◆ YOUR TASK
Reply with every entry, repeated exactly as given.

(Extracted records)

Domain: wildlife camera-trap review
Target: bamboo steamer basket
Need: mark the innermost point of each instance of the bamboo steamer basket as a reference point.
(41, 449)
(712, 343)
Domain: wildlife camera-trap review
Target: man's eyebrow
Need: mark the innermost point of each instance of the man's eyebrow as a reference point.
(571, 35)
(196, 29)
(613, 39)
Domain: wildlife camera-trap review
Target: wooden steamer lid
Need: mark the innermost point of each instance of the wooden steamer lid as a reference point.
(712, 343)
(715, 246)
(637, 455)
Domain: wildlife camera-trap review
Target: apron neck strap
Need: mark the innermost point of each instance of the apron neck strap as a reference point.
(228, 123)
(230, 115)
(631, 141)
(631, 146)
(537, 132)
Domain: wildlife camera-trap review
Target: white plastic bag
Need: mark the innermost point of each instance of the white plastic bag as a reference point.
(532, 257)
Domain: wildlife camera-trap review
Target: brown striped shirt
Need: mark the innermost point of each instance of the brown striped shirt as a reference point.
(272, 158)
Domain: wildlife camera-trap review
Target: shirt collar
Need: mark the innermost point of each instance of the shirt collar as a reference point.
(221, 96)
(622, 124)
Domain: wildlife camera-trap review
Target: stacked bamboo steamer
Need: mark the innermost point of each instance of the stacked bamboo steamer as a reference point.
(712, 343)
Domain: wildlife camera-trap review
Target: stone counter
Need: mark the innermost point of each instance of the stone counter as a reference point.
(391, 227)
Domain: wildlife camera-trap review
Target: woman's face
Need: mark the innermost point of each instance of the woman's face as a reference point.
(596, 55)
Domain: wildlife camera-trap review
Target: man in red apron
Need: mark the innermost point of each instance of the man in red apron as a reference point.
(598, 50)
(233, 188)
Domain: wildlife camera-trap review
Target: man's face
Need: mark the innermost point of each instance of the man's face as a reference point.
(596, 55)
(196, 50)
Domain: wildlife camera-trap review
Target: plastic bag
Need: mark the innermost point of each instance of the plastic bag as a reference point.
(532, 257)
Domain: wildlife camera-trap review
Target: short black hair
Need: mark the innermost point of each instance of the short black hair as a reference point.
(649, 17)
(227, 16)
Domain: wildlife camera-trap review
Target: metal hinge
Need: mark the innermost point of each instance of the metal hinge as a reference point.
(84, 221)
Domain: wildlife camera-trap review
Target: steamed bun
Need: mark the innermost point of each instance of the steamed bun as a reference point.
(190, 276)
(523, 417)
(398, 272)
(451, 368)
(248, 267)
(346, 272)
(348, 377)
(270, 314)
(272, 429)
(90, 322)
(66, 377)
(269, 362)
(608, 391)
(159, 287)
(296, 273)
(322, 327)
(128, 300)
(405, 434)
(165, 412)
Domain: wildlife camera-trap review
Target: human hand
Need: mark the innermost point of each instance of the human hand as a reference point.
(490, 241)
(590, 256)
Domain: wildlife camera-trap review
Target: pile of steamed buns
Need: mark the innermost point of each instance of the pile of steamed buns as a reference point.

◆ RESPONSE FOR THIS EXERCISE
Domain: wildlife camera-trap review
Target: bamboo steamer basket
Need: mark the innermost point of each instance of the bamboo steamer basket as a reference point.
(41, 449)
(712, 343)
Domain: wildlife camera-trap review
Target: man's eyebrow
Need: mark the innermost point of each instance of the man's eyebrow as a reference point.
(571, 35)
(196, 29)
(613, 39)
Domain: wildlife camera-trap review
Target: wooden steamer lid
Need: mark the innermost point of each instance of the wooden steamer lid as a reference point.
(712, 343)
(715, 246)
(637, 455)
Domain: wildlife camera-trap review
Target: apron neck strap
Need: mark the innermost point of each instance of the apron neck strap as a reference point.
(228, 123)
(230, 115)
(631, 141)
(631, 146)
(537, 132)
Domain: wildlife camera-trap review
Target: white plastic bag
Need: mark the innermost point of each instance of the white plastic bag as a reference point.
(532, 257)
Domain: wildlife camera-trap review
Target: brown striped shirt
Need: mark the innermost point of each instance of the brown striped shirt as a reference point.
(272, 158)
Domain: wildlife camera-trap review
Target: shirt collar
Need: mark the innermost point of each instance of the shirt collar as a reference point.
(221, 96)
(622, 124)
Domain: wildlife camera-trap review
Target: stacked bamboo steamer
Need: mark the innermost point of each instance of the stacked bamboo steamer as a reference point.
(712, 343)
Domain: wildlife camera-trap review
Target: stone counter
Need: mark the innermost point of each instance of the stone counter as a reference point.
(391, 227)
Domain: wildlife camera-trap review
Target: woman's face
Need: mark the innermost point of each instance of the woman's face as a reference point.
(596, 55)
Domain: wildlife camera-trap review
Target: man in red apron
Need: mark the innermost point of each instance of the man in red apron as a reference point.
(598, 50)
(233, 188)
Domain: wildlife camera-trap review
Target: man's face
Need: mark the innermost point of each instance of the man's face as a reference point.
(596, 55)
(196, 50)
Domain: wildlife camera-trap review
Target: plastic bag
Need: mark the innermost point of each instance of the plastic bag as a reference point.
(532, 257)
Domain: wildlife camera-trap review
Target: short black hair
Need: mark the innermost point of each instance of the short black hair as a reference point.
(649, 17)
(227, 16)
Domain: wildlife camera-trap review
Target: metal hinge
Need: mark the innermost point of each instance of the metal hinge as a reference point.
(84, 221)
Domain: wildlife camera-trap review
Target: steamed bun
Need: mark the innermost point of each instance of the steamed bun as a reference point.
(190, 276)
(523, 417)
(398, 272)
(451, 368)
(248, 267)
(346, 272)
(348, 377)
(270, 314)
(272, 429)
(90, 322)
(66, 377)
(269, 362)
(608, 391)
(159, 287)
(296, 273)
(322, 327)
(128, 300)
(405, 434)
(165, 412)
Domain: wildlife camera-trap review
Target: human hand
Need: mark the innermost point of each instance of the human hand as a reference point.
(490, 241)
(590, 256)
Domain: wildlife camera-trap review
Target: pile of steamed buns
Need: mark the innermost point of each instance of the pile of steamed buns as a reference point.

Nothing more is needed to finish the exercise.